### Task statement
Report every line of the listing below that contains the word "floor", copying each such line in full. Case counts.

### Task material
■ ■ ■ ■
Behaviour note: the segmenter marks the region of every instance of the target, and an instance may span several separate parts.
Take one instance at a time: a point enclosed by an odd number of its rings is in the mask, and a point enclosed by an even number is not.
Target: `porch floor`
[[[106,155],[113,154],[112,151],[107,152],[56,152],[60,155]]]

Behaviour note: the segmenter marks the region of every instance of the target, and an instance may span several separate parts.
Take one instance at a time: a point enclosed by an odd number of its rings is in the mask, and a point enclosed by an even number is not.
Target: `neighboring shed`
■ ■ ■ ■
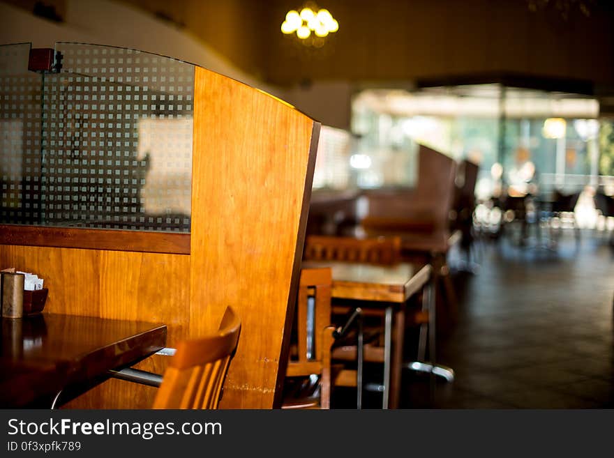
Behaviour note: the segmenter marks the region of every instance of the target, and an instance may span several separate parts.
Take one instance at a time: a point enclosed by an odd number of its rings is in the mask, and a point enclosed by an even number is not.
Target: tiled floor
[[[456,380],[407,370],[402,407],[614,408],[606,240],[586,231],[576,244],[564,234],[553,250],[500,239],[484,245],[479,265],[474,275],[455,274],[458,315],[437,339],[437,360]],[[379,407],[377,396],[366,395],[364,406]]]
■ ■ ■ ■
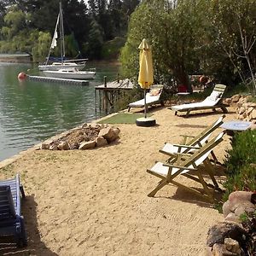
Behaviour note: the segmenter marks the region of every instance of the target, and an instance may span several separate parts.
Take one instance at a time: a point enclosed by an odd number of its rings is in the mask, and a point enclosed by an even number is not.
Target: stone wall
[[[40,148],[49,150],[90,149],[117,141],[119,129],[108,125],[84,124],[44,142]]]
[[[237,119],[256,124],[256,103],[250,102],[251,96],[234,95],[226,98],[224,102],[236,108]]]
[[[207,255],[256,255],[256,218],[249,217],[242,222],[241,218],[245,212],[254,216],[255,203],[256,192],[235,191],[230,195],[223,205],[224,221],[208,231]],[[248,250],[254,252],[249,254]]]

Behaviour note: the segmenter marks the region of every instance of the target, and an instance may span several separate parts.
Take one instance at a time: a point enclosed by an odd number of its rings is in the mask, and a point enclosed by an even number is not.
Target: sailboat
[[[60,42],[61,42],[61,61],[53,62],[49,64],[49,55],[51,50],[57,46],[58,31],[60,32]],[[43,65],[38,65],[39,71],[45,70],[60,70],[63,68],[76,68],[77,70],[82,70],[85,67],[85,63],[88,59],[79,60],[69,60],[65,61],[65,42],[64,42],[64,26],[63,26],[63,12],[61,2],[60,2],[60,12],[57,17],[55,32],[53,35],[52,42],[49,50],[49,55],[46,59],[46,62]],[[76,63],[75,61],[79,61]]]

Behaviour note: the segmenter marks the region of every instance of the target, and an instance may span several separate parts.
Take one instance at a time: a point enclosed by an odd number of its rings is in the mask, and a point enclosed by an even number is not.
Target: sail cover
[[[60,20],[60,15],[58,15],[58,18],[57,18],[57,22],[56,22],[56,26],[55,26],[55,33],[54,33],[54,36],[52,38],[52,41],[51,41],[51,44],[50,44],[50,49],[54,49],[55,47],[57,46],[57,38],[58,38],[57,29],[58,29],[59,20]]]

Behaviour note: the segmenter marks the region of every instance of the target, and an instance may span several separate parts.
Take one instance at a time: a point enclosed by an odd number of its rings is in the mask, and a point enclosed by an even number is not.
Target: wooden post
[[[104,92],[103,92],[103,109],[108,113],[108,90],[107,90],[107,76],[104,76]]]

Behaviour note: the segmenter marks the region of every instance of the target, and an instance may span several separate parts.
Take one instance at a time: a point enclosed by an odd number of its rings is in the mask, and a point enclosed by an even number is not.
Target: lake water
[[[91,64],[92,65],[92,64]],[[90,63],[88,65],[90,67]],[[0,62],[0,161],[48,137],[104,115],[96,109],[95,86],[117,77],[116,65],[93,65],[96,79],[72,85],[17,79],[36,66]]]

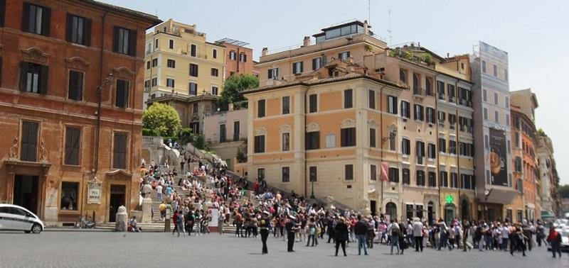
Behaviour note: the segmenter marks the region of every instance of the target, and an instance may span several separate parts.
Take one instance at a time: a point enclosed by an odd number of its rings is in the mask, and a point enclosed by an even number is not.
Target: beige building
■ ■ ■ ■
### Response to the exercise
Target: `porch floor`
Target: tiled floor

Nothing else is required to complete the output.